### Problems and tasks:
1. Please repeat the aquarium thread word for word from "Anyway, I decided" up to and including "tells me no.".
2. Answer these questions about the aquarium thread:
(a) How long ago was the tank set up?
(b) What pH did the water test at a month ago?
(c) How was the tank cycled?
3. Carry on writing the aquarium thread from the point where it stops.

### Page excerpt:
◇ ◇ ◇
# Nitrates disappeared, one fish dead.



## Bdublu (Apr 12, 2011)

Just like the title says, my nitrates have disappeared and I have one dead fish. I set the tank up a little over two months ago, and cycled it by seeding with rock from a smaller, well established tank. A month ago, the water tested at 8.2 ph, 0 ammonia and nitrites, and ~ 20 ppm nitrates. Tonight, I noticed my other fish, 1 auratus, bumble bee and yellow lab, and 2 acei, all juveniles and surprisingly, no serious bullying from the auratus. eating my other yellow lab. they all seem to be doing well and seemhealthy but now one is gone. I have no idea why it died. It showed no signs yesterday that it wasn't doing well. 

Anyway, I decided to check my water again and everything is perfect, except I have no nitrates. Thinking I must have tested wrong, I repeated the entire test again, with the same results. The only thing different over the last few days is I haven't run my lights but only for a few hours tota be because I noticed some algae starting to grow. Could the lack of lighting be the culprit? Will my nitrates bounce back without cycling again? I sure hope so but something tells me no.
◇ ◇ ◇
### Data section:
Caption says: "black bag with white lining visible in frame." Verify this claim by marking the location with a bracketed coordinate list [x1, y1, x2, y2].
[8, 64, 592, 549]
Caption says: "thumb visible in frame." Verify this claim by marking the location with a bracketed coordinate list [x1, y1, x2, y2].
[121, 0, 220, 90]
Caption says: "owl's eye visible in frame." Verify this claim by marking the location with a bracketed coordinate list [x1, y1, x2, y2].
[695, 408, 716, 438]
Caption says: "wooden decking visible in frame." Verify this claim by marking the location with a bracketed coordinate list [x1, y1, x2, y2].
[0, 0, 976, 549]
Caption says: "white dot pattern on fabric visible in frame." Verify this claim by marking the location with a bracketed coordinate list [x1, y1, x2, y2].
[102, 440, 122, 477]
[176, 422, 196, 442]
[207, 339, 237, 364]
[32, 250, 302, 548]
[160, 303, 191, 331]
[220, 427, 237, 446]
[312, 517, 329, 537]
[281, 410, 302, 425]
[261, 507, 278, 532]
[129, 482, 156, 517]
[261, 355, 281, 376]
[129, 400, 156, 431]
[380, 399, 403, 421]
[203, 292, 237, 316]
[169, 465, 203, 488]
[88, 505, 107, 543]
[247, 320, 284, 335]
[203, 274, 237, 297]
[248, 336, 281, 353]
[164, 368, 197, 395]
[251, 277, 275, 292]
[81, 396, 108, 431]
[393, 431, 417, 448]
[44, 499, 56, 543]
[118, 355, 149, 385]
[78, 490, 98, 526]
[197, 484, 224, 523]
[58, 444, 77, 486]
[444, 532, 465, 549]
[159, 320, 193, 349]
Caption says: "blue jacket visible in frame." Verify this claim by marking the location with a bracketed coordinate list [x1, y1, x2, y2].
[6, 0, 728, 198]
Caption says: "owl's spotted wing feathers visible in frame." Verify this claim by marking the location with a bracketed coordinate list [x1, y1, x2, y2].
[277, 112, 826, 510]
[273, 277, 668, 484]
◇ ◇ ◇
### Task responses:
1.
Anyway, I decided to check my water again and everything is perfect, except I have no nitrates. Thinking I must have tested wrong, I repeated the entire test again, with the same results. The only thing different over the last few days is I haven't run my lights but only for a few hours tota be because I noticed some algae starting to grow. Could the lack of lighting be the culprit? Will my nitrates bounce back without cycling again? I sure hope so but something tells me no.

2.
(a) A little over two months ago.
(b) 8.2.
(c) By seeding it with rock from a smaller, well-established tank.

3.
Any advice would be appreciated.


----------



## phys (Feb 4, 2011)

Do you have coral in the tank or is it just fish? Some fish will get sick and die or if your tank is too small, they will die because of stress from not having enough space. Some foods may have gone bad or not been the right kind for that fish and it starved. Lighting wouldnt be a culprit unless the oxygen depletion from coral (if you have any) slowing the rate of oxygen production down. 
So questions: How big is your tank? Whats the numbers for the parameters? Do you have crabs and snails to help finish off the fish food you have in there? Do you have any macro algae? How often and what kind of foods do you feed?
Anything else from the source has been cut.